Carry on the article about profiting from tourist rentals in Spain, picking up directly after its final sentence.

QUOTED PASSAGE:

-*-

When you factor in all the above, you come to realize why the tourist rental industry is booming in Spain. This short article goes on to explain how you too can profit and ride the tourist rental wave.
8 tips to rent like a pro
- Location, location, location. Any article on real estate worth its salt usually starts with this timeless saying. A worn out trope no doubt, but that doesn’t make it any less true and it is hands down the first tip that is often forgotten or neglected by most. Property prices can increase or decrease, but nothing impacts more on them than location. A great location helps you to cap off the storm greatly cutting down on your losses in a cycle downturn. Conversely, in a property boom, well-located real estate greatly capitalizes from it, soaring at a much higher rate than the average. When you invest in BTL, you need to choose a location which has a great touristic affluence. You simply can’t go wrong with international household names such as Madrid, Marbella, Mallorca, and Barcelona.

-*-

DATA SECTION:

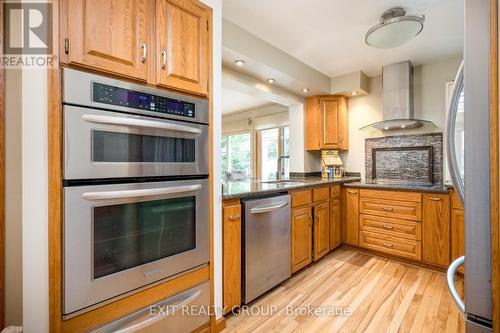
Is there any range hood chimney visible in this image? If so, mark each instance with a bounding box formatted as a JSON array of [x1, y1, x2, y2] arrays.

-*-

FINAL RESULT:
- Inland vs coastal. Both are on high demand but for very different reasons. The discerning city crowd, with refined tastes, are after the glitz and bling of a cosmopolitan lifestyle and are drawn to museums, restaurants, cultural events and all the flashy spoils a big city has to offer. On the other hand, the beach crowd is after raw fun, sun & beach, mojitos and disconnecting for a while. You must decide which group you want to appeal to and hone your marketing towards it. Both are proving to be great business options. Inland property (large cities aside) tend to fall more on the rural wayside. Whereas coastal resorts (and large cities) are clearly aligned with urban properties. To sum it up, in general, flat out you should choose urban over rural for buy-to-lets in my humble opinion. That said, if you have a strong predisposition towards nature and wildlife preservation and want to offer this healthy experience to your guests, then by all means go rural (inland). Spain has thousands of unspoilt scenery waiting for you, and your guests, to discover and get lost in their beauty.
- Affordability vs maintenance. Budgeting carefully is a key element of any successful conveyance procedure. Yes, you may afford to buy a swanky property in a great location, but can you afford its steep maintenance? Only buy a property you are absolutely confident you can afford to maintain over the mid to long run. Buy-to-let properties intrinsically should not be very expensive. I advise the property you acquire should be centric, small, with good communications, within walking distance of all amenities and the sea (on coastal resorts). If you do your research properly, you can even use at times the rental income generated to repay the mortgage and any additional expenses.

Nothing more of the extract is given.